--- START ---

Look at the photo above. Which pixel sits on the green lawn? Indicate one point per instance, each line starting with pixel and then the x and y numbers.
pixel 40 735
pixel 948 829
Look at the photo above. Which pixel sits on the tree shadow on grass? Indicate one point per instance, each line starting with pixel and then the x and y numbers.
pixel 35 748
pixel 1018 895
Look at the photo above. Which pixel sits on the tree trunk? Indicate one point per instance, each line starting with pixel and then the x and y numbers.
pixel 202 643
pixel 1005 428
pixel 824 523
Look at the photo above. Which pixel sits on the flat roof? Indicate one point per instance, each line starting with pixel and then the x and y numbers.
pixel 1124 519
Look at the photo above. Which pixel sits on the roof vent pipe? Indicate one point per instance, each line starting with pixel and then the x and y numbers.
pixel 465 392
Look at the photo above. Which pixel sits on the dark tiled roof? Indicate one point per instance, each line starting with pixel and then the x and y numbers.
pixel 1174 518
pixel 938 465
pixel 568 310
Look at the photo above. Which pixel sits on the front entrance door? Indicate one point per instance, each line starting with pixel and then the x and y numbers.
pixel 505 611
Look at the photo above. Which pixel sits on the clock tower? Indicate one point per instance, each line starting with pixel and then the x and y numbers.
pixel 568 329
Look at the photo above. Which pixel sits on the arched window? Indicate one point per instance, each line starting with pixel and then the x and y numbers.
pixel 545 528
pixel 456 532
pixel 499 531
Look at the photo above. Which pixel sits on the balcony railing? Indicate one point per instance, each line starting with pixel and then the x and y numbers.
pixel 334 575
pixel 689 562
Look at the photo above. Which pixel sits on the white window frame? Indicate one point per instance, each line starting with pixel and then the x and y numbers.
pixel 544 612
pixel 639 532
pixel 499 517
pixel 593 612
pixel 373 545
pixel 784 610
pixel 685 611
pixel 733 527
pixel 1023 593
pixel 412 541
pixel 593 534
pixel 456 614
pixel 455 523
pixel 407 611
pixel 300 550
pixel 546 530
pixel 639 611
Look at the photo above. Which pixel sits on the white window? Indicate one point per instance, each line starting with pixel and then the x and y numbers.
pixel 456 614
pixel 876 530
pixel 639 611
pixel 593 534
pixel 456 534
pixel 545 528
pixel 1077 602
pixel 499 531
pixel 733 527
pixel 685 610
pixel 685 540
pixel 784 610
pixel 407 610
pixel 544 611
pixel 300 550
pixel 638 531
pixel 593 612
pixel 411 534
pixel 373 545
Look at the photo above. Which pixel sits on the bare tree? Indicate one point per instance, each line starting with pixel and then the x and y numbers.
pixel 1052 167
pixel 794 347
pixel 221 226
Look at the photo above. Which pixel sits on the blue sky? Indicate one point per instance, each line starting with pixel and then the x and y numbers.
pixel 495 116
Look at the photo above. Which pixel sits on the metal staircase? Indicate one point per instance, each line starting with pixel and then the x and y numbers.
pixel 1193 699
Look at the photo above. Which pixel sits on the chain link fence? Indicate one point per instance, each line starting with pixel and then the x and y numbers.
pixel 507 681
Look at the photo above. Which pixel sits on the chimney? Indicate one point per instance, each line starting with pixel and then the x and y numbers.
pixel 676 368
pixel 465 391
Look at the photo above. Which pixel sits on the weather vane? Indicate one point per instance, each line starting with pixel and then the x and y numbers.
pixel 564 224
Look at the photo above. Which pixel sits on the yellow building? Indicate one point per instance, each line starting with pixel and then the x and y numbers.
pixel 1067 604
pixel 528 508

--- END ---

Exercise description -> All of the material is to be retyped verbatim.

Result below ->
Look at the photo above. Which pixel sits on the green lawn? Indicate one point per instance, each line starting with pixel and then the x and y numbers.
pixel 40 735
pixel 948 829
Look at the photo above. Which pixel sits on the tree shadow on grass? Indicate one point per instance, each line starting with pixel and then the x and y numbers.
pixel 35 748
pixel 1018 895
Look at the photo above. Which pixel sits on the tree trunk? Indicate one point per instance, each line starting with pixel and then the x and y numbers.
pixel 202 643
pixel 1005 428
pixel 824 523
Look at the photo above. Which pixel sits on the flat roof? Indicate one point per instance, each line starting with pixel and then the x and y numbers.
pixel 1124 519
Look at the photo above. Which pixel sits on the roof vent pipe? Indicate one point per instance, each line starting with pixel and then the x and y numbers.
pixel 465 392
Look at the photo above. Which pixel sits on the dark tiled roof? Indicate one point per instance, each line starting with pixel and then the x and y numbers.
pixel 1174 518
pixel 938 465
pixel 568 310
Look at the photo above. Which pixel sits on the front entrance door? Indicate one point per instance, each line starting with pixel and then the x and y numbers.
pixel 505 611
Look at the photo above. Which pixel sits on the clock tower? Indicate one point per instance, each line starting with pixel and then the x and y numbers.
pixel 568 329
Look at the photo above. Which pixel sits on the arched window? Indicate one point per instance, each line starting with pixel and then the x and y numbers.
pixel 545 528
pixel 456 532
pixel 499 531
Look at the photo above. Which pixel sits on the balcony railing? Indicate one point per instance, each line starting with pixel and then the x and y numbers.
pixel 334 575
pixel 689 562
Look at the photo above. Which pixel sits on the white window frame? Indicate one point per instance, each line starting with pixel and then the x and y numbers.
pixel 544 612
pixel 639 532
pixel 499 517
pixel 593 612
pixel 373 545
pixel 784 610
pixel 685 611
pixel 733 527
pixel 1023 593
pixel 412 541
pixel 593 534
pixel 456 614
pixel 455 523
pixel 407 611
pixel 300 550
pixel 546 530
pixel 639 611
Look at the photo above. Which pixel sits on the white window? Indicate one point per instance, each line starting with pixel and then the x and y numbers.
pixel 456 614
pixel 876 530
pixel 639 611
pixel 593 534
pixel 456 534
pixel 545 528
pixel 1077 602
pixel 499 531
pixel 733 527
pixel 685 610
pixel 685 540
pixel 784 610
pixel 407 610
pixel 544 611
pixel 300 550
pixel 638 531
pixel 593 612
pixel 411 534
pixel 373 545
Look at the photo above. Which pixel sits on the bare tree? Indicate one point per instance, each line starting with pixel and then the x and y numbers.
pixel 1052 167
pixel 794 347
pixel 221 226
Look at the photo above. Which pixel sits on the blue sky? Indicate one point per instance, each line starting with pixel and then the x and y numbers.
pixel 495 116
Look at the photo above. Which pixel sits on the metal staircase? Indicate one point per instance, each line starting with pixel and then the x and y numbers.
pixel 1193 699
Look at the photo above. Which pixel sits on the chain link fence? Indicate one point per instance, each line starting with pixel and then the x and y numbers.
pixel 507 681
Look at the photo above. Which pixel sits on the chimney? Indicate one point per instance, each line starting with pixel and then the x and y numbers.
pixel 676 368
pixel 465 391
Look at the photo above. Which pixel sits on the weather vane? Indicate one point per instance, each line starting with pixel and then the x and y numbers.
pixel 564 224
Look at the photo above. Which pixel sits on the yellow building? Indicate one point per instance, each line starting with pixel and then the x and y numbers.
pixel 1067 604
pixel 528 508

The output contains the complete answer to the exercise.